Everything from the line containing "Point to the skate" through the line containing "Point to the jersey" should be repeated exactly, and nothing else from the data.

§ Dataset entries

== Segment start ==

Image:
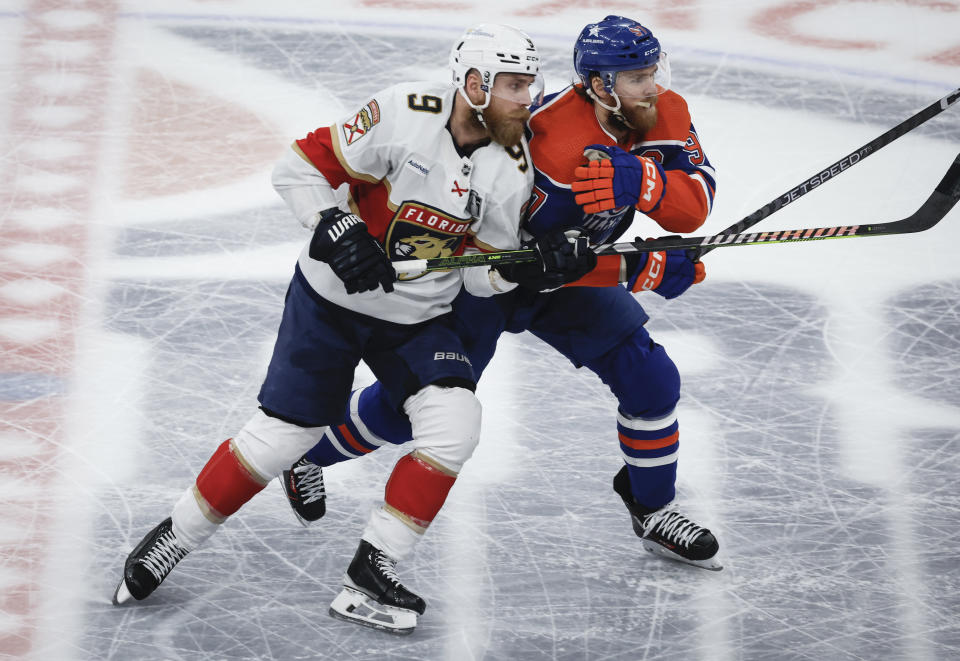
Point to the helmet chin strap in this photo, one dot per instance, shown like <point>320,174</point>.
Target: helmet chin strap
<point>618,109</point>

== Segment end ==
== Segment start ==

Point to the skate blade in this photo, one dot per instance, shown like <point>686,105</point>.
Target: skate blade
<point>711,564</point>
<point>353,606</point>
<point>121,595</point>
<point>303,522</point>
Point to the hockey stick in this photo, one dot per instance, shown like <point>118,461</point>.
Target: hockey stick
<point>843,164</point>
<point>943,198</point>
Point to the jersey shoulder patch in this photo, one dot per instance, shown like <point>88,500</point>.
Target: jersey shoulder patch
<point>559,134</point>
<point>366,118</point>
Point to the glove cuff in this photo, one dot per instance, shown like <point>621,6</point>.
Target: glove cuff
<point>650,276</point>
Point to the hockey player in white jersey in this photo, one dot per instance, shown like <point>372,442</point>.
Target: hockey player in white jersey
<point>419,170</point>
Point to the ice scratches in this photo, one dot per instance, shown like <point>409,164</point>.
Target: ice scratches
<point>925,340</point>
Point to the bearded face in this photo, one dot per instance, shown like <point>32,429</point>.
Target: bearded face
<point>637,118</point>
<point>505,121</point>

== Segment end ==

§ Response to the task
Point to the skate blade in this photo, one dot per instance, shown like <point>686,105</point>.
Target: skate blade
<point>711,564</point>
<point>353,606</point>
<point>121,595</point>
<point>303,522</point>
Point to the hockey stick in this photo, one dot per instance, shown like <point>118,461</point>.
Target: hockey stick
<point>843,164</point>
<point>943,198</point>
Point to the jersey shoulder patch in this photo, one dot per instance, shown like <point>88,500</point>.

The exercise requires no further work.